The Air Legion is a 1929 aviation silent film about airmail produced and distributed by Film Booking Offices of America(FBO) and was released just as FBO was being turned into RKO Pictures. In Canada, the film was distributed by the Alliance Communications Corporation. Aviation historian Michael Paris considered the film as "virtually the last silent film" on the topic of airmail flying.

Bert Glennon, a director and cinematographer, directed the film. The Air Legion stars Antonio Moreno, Ben Lyon and Martha Sleeper.

Plot
Airmail pilot Steve Rogers (Antonio Moreno) mentors young Dave Grayson (Ben Lyon), the son of Steve's late commander in the United States Army Air Corps. On his first flight, Dave flies into a raging storm and crashes.

Thinking of himself a coward after the rough flight, Dave seeks to redeem himself. Steve covers for him and campaigns for Dave getting another chance but he again fails. In a vain attempt to avoid flying supplies to the victims of a tornado, Dave attempts to shoot himself in the leg.

With Steve's help, Dave regains his courage, later saving Steve's life. Dave wins the love of Steve's girl, Sally (Martha Sleeper), and Steve gives them his blessing.

Cast

 Antonio Moreno as Steve Rogers
 Ben Lyon as Dave Grayson
 Martha Sleeper as Sally
 John Gough as McGonigle
 Colin Chase as Field Manager

Reception
Aviation film historian James H. Farmer in Celluloid Wings: The Impact of Movies on Aviation (1984) characterized The Air Legion as a "superior film of the period" with "refreshingly credible elements."

===

Goal
Reproduce the passage of the film article between "Thinking of himself" and "them his blessing.", inclusive. Rely only on the film article above.

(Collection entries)
===

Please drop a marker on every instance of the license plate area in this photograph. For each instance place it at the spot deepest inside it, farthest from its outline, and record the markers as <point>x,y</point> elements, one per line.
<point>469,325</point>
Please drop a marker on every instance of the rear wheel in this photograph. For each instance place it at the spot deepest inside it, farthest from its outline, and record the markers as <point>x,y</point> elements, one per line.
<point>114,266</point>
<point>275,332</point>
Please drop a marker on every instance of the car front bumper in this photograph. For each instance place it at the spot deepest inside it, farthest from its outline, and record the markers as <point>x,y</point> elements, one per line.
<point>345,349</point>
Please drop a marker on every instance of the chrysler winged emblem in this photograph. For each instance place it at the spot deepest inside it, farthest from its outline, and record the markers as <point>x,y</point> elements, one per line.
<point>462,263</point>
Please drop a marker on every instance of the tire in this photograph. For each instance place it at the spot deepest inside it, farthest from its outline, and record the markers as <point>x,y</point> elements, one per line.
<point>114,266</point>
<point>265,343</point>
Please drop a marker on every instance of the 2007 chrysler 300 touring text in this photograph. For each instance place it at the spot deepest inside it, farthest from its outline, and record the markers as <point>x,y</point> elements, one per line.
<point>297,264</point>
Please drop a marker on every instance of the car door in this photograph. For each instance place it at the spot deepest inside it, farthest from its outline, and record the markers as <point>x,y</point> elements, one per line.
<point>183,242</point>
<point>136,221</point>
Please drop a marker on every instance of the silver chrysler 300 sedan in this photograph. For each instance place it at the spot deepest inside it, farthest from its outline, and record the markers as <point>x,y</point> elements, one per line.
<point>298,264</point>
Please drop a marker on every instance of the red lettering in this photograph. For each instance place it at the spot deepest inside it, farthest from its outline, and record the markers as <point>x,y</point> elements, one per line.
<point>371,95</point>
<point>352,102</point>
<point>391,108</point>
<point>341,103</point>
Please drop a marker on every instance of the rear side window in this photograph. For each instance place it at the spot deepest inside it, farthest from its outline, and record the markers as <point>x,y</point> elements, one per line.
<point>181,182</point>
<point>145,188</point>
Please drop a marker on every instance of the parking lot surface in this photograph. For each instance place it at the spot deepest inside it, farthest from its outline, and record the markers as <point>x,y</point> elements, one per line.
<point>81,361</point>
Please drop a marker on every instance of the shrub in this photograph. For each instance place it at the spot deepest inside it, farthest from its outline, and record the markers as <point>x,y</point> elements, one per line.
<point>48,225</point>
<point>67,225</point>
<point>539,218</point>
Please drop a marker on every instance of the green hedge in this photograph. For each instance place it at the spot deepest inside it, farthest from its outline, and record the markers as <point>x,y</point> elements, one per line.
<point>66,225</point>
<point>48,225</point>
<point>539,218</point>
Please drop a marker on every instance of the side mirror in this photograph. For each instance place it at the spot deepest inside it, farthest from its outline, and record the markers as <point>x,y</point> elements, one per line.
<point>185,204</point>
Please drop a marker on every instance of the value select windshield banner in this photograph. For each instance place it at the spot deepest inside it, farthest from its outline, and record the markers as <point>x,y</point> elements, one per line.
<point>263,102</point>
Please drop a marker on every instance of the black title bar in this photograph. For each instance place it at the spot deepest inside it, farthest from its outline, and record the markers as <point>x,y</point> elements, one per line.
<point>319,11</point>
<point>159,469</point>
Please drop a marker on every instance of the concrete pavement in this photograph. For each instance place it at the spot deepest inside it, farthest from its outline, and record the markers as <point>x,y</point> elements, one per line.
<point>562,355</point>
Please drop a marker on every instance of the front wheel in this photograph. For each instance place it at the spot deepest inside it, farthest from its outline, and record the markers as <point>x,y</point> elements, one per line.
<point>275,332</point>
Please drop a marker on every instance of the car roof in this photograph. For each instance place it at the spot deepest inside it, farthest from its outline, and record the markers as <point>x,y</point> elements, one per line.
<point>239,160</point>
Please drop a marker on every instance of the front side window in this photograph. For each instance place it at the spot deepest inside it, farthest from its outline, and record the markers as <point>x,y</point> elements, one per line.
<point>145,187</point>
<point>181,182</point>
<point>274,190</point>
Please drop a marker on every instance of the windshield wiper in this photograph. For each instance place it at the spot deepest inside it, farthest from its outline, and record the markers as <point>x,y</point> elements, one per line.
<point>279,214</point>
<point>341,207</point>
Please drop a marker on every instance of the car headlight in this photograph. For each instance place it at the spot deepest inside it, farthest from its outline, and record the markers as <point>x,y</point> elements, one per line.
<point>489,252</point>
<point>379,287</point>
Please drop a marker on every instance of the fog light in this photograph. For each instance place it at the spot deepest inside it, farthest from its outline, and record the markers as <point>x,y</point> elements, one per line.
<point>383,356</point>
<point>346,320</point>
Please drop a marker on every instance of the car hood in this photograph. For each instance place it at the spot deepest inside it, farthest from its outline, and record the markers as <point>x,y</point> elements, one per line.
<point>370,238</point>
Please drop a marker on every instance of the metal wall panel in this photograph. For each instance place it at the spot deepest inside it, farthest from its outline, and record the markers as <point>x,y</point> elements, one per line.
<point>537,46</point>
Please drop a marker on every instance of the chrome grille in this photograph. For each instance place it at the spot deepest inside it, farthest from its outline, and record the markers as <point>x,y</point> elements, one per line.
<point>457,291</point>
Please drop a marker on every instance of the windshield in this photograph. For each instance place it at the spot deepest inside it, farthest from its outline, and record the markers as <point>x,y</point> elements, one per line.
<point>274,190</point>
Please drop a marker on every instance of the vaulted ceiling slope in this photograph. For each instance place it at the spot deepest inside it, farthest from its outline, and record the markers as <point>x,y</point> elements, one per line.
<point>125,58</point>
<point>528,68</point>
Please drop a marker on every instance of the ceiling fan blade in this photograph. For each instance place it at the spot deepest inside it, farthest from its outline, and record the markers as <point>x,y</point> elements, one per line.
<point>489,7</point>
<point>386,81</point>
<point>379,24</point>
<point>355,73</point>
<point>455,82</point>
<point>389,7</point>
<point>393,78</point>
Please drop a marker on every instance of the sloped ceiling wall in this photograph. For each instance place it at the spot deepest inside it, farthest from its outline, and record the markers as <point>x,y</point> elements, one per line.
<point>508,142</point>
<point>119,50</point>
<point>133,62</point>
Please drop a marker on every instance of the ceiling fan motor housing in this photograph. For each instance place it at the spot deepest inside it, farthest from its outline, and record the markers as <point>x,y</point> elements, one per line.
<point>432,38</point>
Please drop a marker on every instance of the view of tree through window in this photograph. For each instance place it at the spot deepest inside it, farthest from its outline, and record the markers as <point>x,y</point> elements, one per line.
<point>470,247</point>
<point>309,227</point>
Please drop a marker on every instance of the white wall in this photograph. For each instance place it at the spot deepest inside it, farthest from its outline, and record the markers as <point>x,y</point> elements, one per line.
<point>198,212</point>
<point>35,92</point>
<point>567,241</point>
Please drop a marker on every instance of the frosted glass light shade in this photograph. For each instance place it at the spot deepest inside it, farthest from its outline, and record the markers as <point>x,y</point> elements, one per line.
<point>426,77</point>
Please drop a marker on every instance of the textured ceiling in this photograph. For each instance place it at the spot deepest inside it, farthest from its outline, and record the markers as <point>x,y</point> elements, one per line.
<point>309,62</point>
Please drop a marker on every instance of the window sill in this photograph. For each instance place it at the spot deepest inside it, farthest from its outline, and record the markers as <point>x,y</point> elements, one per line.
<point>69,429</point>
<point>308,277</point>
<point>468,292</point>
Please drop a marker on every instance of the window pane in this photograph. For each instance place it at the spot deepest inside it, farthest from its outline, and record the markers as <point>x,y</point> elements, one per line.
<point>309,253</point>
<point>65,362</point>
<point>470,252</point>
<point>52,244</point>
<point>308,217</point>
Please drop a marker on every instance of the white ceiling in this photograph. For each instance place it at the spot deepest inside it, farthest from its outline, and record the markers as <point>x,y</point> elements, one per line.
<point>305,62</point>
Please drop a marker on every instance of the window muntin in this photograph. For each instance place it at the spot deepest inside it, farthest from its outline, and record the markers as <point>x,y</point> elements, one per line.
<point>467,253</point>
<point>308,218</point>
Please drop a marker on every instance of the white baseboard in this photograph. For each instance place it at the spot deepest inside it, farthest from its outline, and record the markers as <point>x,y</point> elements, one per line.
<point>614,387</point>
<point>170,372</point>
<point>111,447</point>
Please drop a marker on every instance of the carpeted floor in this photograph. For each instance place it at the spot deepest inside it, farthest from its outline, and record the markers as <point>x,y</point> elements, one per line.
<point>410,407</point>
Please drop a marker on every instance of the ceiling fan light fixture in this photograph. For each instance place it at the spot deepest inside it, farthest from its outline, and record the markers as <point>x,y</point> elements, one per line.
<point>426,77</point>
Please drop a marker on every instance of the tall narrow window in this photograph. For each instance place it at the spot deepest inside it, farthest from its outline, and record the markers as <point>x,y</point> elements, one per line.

===

Task response
Thinking of himself a coward after the rough flight, Dave seeks to redeem himself. Steve covers for him and campaigns for Dave getting another chance but he again fails. In a vain attempt to avoid flying supplies to the victims of a tornado, Dave attempts to shoot himself in the leg.

With Steve's help, Dave regains his courage, later saving Steve's life. Dave wins the love of Steve's girl, Sally (Martha Sleeper), and Steve gives them his blessing.